ACTIVITY: Leave the pictures aside and copy all the data exactly.

RECORDED INFORMATION:
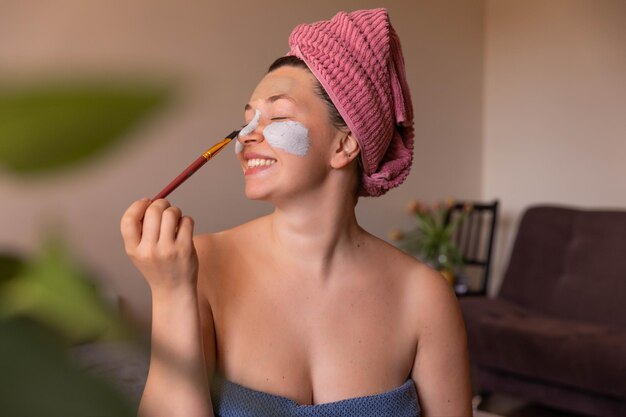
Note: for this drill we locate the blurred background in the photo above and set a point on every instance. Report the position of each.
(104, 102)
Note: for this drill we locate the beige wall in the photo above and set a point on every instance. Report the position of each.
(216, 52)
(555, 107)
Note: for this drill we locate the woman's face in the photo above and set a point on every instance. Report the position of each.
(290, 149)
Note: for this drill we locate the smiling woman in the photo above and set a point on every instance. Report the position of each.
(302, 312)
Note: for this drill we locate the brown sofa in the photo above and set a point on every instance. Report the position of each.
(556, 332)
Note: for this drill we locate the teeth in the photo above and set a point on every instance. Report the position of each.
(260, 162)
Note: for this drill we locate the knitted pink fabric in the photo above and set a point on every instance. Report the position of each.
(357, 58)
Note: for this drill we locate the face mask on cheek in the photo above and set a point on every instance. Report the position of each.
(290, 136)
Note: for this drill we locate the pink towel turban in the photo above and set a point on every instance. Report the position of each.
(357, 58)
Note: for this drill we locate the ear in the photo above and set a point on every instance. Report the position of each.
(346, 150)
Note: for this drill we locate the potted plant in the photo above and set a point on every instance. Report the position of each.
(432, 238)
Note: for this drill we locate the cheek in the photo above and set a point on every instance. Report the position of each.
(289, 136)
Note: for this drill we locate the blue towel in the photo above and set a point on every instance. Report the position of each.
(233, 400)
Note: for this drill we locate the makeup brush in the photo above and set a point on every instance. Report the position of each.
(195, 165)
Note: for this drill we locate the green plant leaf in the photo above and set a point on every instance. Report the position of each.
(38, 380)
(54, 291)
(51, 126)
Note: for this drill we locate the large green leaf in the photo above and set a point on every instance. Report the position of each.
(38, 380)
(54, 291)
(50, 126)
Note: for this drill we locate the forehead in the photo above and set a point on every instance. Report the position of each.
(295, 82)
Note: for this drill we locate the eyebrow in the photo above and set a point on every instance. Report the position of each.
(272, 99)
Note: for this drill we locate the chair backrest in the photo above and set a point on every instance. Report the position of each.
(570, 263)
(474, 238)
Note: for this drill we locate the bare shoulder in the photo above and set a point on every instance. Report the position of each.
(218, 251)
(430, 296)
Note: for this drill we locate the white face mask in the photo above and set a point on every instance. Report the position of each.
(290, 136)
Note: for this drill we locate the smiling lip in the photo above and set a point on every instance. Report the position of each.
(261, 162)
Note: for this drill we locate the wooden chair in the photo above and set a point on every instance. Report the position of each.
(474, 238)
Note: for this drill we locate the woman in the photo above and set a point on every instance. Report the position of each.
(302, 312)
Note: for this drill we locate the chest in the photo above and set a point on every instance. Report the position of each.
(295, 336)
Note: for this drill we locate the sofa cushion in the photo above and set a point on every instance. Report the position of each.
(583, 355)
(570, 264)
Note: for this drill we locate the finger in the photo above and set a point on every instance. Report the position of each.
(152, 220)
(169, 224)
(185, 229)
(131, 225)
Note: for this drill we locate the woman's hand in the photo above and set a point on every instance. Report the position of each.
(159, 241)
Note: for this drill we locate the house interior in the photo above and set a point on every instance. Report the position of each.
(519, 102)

OUTPUT FOR THIS TASK:
Note: for this drill we locate the blurred background in the photo above and set a point on every instance. Report the position of each.
(104, 102)
Note: for this drill we locate the beige wall in the photo above and set a point on every instance. Report the position of each.
(216, 52)
(555, 107)
Note: for this drill we locate the woman's face in the photo above and set a point on every instance. Report the position of each.
(290, 149)
Note: for this drill we locate the smiling woman in the photo above and set a point on every instance. Report the position of each.
(302, 312)
Note: for this drill we locate the brown sofa in the photo above and set a point on every instance. Report the position of each.
(556, 332)
Note: for this drill we locate the teeth in the photo above and set a point on every instance. Report the position of each.
(260, 162)
Note: for this drill we locate the knitted pink fabric in the photo above and set a point on every instance. Report the position of each.
(357, 58)
Note: for this drill we locate the face mask on cheek in the photo above and set a point on every instance. Report the position of each.
(290, 136)
Note: for this drill we locate the pink towel turban in the photo above and set a point on every instance. Report the position of each.
(357, 58)
Note: for this drill we locate the ear in the photo above and set a point on every instance. Report the position of each.
(346, 150)
Note: for this drill we locate the potted plant in the photo above and set a point on every instance. Report the position of each.
(432, 238)
Note: for this drill we locate the cheek in the photo above and set a point on every instance. Report the position of each.
(289, 136)
Note: for this drill we locate the blue towel in the photo above and set a point on every instance. Report the position of each.
(233, 400)
Note: for this drill we locate the makeup brush in the photo above and set a point on every instance. Report the position of each.
(195, 165)
Note: for this drill we locate the green plant leaf in the photo above and set a point on every instance. Report the position of each.
(38, 380)
(54, 291)
(51, 126)
Note: for this drill we locate the large green leaf in the photo above and set a point on every instance. Report the position of each.
(38, 380)
(54, 291)
(50, 126)
Note: for this drill we locate the forehead in the photo above and set a point on every instance. Report the position of each.
(295, 82)
Note: for this drill we locate the eyebrow in the photo above and set a point on every instance. Report the position of each.
(272, 99)
Note: for this drill we locate the chair backrest in the photo above and set a point on every instance. Report the position of each.
(570, 263)
(474, 238)
Note: for this drill we locate the bare shoulder in the photo above and set a point on every instance. Report the position of each.
(218, 251)
(430, 296)
Note: for this drill we locate the white face mask in the photo above and set a point on every instance. Report the position of each.
(290, 136)
Note: for this drill we locate the smiling lip in the photo above and set a point on every instance. Report the position of each.
(261, 162)
Note: for this drill we locate the wooden chair in the photo above and set a point on every instance. Report the position of each.
(474, 238)
Note: for this drill we locate the woman in the photo above and set a point on every instance. Report the position of each.
(302, 312)
Note: for this drill we locate the chest in the photo above and set a point on every instance. Report the position of each.
(295, 336)
Note: for this drill we locate the sofa cushion in the photo above and set a point on every instance. Report the position of each.
(583, 355)
(570, 264)
Note: for this drill we locate the finger in the photo above and set a point on every instance. Report the position of each.
(152, 220)
(169, 224)
(185, 229)
(131, 225)
Note: for this drill we locate the woman's hand in the photo above and set a point on every instance. Report the position of each.
(159, 241)
Note: for this drill we locate the house interior in the photo above and set a point on every instance. Report the position of each.
(519, 102)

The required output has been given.